THE TASK: Rewrite the lines from the one containing "Planogram-check task. Target: wooden bridge" through the one containing "point(40, 287)", changing "metal fence" to "steel railing" and keeping everything else the same.

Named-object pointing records
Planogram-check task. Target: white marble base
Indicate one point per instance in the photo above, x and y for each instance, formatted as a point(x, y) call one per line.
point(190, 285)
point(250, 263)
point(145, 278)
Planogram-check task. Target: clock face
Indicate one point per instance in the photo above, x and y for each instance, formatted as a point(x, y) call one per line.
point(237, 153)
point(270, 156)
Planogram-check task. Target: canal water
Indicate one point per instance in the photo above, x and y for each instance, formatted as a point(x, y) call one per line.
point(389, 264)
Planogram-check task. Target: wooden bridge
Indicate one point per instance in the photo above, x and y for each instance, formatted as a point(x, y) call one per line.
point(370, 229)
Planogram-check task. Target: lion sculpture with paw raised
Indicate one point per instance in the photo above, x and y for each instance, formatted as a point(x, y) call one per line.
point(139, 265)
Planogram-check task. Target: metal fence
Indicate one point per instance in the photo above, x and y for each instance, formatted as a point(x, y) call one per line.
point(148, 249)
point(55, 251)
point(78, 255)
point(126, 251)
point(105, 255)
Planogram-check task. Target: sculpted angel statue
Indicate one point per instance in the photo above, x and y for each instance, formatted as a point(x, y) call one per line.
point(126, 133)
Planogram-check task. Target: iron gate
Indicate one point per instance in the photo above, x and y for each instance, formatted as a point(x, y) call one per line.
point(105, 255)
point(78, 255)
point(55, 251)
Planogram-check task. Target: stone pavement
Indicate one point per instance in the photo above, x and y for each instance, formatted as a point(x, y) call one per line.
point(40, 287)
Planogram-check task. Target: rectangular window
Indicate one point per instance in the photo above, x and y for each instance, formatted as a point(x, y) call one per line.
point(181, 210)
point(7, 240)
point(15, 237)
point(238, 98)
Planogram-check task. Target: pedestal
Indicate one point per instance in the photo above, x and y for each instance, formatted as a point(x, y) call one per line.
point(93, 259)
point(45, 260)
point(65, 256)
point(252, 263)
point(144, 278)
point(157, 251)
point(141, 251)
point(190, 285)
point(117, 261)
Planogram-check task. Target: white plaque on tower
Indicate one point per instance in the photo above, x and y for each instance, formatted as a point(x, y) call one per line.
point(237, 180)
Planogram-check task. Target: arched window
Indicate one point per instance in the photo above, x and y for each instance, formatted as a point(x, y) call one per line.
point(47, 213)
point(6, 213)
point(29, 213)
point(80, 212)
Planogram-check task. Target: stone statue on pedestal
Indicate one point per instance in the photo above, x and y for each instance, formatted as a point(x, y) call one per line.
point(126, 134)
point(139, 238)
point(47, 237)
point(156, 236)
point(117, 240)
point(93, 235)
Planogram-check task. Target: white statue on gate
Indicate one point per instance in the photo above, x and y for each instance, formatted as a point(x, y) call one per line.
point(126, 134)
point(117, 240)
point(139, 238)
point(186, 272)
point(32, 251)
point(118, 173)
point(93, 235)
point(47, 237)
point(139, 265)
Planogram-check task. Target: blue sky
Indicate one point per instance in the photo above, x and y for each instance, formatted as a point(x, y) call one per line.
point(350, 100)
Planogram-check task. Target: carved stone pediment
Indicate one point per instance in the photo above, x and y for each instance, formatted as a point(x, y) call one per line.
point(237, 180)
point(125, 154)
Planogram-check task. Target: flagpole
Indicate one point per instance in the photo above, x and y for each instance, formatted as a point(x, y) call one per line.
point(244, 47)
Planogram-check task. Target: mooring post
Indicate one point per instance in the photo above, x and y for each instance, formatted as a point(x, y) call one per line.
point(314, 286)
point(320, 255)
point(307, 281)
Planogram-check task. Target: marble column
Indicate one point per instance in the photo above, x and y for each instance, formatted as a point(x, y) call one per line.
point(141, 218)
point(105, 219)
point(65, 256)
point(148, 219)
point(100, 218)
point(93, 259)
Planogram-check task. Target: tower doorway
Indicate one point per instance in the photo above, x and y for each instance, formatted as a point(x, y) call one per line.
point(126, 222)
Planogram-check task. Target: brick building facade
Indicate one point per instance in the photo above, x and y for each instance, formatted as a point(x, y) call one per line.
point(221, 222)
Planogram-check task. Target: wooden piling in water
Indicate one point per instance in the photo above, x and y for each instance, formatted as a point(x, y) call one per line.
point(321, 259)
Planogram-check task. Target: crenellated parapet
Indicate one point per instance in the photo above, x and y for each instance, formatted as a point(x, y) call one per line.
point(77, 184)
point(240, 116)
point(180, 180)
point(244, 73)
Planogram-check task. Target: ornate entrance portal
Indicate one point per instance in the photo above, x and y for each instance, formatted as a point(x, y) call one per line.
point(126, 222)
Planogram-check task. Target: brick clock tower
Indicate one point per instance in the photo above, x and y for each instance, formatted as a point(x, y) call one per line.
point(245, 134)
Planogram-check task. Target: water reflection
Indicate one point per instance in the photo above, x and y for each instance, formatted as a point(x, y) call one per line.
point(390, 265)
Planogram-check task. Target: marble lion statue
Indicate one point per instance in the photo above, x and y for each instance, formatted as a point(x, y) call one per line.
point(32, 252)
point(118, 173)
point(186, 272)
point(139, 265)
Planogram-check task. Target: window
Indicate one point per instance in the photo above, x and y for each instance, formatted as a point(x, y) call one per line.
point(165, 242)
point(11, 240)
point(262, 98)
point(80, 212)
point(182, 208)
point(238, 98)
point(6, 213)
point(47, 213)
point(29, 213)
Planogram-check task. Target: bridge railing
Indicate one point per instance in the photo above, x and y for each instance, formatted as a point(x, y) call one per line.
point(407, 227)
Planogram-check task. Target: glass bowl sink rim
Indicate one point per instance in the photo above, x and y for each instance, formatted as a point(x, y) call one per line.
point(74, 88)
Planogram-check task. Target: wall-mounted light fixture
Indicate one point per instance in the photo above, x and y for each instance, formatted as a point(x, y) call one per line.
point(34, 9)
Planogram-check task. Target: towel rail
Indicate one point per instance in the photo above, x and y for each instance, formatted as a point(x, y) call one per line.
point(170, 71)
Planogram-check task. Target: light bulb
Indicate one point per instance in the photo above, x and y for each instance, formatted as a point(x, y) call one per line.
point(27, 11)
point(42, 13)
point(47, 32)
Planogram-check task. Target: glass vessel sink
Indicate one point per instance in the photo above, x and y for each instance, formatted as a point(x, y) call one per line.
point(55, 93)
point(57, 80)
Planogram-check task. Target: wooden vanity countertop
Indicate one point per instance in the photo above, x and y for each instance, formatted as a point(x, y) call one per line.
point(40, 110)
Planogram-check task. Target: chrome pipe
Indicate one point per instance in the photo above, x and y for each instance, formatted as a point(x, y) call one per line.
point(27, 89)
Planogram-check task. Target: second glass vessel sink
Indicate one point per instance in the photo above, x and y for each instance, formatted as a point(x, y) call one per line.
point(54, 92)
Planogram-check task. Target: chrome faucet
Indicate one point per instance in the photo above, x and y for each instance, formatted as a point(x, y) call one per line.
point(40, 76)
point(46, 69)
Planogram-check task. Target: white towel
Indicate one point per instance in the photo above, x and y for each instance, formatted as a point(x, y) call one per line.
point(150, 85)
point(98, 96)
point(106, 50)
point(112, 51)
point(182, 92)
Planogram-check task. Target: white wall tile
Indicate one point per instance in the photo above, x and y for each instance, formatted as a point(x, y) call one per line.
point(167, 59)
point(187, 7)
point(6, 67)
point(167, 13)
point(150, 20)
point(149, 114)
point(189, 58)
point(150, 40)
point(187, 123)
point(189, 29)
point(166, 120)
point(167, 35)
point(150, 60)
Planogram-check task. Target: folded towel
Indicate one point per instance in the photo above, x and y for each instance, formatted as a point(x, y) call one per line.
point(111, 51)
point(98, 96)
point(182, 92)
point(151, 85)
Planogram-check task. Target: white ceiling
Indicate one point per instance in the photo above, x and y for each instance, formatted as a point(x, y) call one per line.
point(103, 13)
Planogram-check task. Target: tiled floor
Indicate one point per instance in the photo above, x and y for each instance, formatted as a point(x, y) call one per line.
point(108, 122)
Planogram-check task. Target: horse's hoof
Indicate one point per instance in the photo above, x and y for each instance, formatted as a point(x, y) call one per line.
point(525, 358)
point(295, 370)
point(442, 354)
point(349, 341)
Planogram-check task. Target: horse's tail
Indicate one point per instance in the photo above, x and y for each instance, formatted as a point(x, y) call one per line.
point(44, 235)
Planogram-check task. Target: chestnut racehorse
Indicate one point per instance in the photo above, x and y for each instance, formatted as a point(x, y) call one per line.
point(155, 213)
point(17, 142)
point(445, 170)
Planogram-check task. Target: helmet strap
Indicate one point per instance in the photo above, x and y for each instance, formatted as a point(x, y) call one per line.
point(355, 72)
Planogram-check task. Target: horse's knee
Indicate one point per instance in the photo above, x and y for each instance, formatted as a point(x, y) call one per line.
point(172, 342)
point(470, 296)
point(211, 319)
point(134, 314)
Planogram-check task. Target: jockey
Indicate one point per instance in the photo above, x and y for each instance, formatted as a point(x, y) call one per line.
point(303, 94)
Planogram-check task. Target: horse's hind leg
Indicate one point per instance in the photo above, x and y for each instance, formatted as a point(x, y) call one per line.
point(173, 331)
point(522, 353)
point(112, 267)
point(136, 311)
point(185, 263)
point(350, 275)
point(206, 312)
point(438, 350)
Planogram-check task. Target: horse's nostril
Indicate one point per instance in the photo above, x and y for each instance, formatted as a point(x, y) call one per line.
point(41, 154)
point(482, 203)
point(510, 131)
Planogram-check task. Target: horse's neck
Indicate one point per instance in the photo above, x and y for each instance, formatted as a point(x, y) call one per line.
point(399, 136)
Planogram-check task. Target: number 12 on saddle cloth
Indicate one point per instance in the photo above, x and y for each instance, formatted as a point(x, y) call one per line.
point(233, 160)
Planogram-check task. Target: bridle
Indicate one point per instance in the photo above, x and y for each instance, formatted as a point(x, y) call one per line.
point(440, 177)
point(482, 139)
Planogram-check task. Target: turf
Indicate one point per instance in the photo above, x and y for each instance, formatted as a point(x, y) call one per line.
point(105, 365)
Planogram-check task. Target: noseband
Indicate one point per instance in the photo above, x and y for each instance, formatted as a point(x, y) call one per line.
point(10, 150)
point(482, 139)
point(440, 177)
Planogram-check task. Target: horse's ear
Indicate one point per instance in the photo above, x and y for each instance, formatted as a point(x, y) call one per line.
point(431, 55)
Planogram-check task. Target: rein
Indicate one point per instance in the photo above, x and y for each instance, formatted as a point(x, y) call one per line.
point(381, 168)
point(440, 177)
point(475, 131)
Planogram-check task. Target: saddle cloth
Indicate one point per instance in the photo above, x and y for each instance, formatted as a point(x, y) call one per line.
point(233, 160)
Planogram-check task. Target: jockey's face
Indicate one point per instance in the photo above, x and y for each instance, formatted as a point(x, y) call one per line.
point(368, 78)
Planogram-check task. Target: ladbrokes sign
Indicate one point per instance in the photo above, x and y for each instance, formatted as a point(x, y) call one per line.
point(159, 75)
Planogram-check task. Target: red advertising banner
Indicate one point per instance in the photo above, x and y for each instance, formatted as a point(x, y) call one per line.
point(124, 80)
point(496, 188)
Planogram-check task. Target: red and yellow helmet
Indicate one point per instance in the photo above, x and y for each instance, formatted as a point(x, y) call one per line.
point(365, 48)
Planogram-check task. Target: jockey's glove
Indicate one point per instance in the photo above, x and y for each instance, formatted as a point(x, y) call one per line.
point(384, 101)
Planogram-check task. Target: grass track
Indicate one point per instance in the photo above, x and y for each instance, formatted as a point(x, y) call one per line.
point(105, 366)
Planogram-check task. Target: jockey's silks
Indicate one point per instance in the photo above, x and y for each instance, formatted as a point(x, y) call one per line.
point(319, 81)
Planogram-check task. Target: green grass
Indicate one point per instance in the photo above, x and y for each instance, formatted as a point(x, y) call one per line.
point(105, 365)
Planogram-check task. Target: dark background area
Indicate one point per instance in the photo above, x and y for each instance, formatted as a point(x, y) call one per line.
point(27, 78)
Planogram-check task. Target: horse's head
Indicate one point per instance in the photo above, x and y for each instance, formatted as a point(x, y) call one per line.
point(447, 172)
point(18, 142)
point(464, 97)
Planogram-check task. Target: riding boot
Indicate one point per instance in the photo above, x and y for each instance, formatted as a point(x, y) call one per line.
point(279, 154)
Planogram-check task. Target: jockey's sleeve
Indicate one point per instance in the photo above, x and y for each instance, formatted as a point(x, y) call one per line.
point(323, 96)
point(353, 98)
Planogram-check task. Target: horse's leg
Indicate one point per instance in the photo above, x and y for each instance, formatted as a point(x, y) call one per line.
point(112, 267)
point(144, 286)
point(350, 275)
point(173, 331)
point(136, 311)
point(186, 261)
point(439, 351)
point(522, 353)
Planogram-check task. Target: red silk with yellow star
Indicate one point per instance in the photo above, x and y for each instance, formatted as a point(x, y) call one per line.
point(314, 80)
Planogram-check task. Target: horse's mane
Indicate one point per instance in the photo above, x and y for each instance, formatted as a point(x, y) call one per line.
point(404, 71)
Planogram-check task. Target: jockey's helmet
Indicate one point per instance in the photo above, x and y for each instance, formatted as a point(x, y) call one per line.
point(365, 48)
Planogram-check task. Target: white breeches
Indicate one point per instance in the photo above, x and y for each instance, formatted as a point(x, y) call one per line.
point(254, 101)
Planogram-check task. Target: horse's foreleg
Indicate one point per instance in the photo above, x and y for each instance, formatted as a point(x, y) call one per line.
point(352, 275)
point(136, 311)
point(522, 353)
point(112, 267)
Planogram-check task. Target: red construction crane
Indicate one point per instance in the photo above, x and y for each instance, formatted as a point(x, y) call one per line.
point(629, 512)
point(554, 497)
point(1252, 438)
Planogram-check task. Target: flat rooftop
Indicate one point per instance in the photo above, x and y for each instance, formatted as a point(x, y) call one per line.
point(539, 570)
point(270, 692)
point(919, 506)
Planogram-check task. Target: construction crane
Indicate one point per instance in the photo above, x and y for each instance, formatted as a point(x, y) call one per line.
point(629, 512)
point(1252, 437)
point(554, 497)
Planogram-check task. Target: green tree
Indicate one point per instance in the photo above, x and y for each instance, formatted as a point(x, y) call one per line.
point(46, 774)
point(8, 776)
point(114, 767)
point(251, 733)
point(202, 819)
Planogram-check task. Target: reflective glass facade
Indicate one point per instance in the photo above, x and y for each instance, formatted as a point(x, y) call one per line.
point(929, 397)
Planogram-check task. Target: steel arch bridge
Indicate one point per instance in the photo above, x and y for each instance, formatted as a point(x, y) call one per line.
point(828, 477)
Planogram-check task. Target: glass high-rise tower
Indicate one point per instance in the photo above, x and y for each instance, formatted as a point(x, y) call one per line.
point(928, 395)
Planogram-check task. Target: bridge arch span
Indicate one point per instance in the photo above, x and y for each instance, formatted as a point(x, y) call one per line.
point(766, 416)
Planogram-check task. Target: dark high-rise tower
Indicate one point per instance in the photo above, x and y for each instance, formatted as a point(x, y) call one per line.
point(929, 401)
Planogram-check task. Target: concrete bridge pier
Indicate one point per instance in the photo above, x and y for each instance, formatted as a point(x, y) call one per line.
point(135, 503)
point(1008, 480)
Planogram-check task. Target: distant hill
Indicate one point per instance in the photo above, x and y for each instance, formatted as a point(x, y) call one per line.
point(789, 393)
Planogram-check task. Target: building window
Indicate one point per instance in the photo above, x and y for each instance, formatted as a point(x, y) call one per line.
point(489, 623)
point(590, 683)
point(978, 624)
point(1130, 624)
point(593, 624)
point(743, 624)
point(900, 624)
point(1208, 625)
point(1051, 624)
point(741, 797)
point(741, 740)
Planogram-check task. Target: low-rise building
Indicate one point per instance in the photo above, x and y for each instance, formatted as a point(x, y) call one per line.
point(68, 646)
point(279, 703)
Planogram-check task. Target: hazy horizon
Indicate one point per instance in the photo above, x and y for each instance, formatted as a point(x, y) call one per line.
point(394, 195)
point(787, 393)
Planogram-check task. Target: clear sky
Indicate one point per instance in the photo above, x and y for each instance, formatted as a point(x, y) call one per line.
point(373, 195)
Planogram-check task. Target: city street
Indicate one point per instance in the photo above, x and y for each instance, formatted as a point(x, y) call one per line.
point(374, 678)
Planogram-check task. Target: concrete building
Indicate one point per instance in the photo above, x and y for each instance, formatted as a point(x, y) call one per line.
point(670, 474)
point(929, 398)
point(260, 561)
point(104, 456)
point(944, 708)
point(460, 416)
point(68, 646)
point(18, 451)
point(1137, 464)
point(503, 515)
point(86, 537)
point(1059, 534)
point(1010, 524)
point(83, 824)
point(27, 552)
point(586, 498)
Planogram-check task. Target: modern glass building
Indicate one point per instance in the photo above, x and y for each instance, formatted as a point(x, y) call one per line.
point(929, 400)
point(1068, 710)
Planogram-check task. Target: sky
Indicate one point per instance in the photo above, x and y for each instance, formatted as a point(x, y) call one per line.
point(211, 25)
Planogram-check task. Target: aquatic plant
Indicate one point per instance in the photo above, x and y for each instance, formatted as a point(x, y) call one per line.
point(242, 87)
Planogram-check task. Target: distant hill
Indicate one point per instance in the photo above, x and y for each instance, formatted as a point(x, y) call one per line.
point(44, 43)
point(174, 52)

REPLY:
Planogram-check task. Target: wooden bridge
Indicate one point per instance in the photo above, x and y for each instance, formatted as a point(x, y) call one per line.
point(370, 229)
Planogram-check task. Target: lion sculpture with paw raised
Indicate one point per instance in the photo above, x and y for each instance, formatted as a point(x, y) call one per line.
point(139, 265)
Planogram-check task. Target: steel railing
Indicate one point per instance in the photo above, x and y for each instance, formatted as a point(x, y) call one per line.
point(148, 249)
point(55, 251)
point(78, 255)
point(126, 251)
point(105, 255)
Planogram-check task. Target: sculpted angel statue
Indicate one point per instance in the photo above, x and y for each instance, formatted as a point(x, y) call one per line.
point(126, 133)
Planogram-check task. Target: iron gate
Indicate one point per instance in the photo above, x and y for each instance, formatted as a point(x, y) call one per line.
point(105, 255)
point(78, 255)
point(55, 251)
Planogram-check task. Target: stone pavement
Indicate one point per instance in the photo above, x and y for each instance, formatted as a point(x, y) call one per line.
point(40, 287)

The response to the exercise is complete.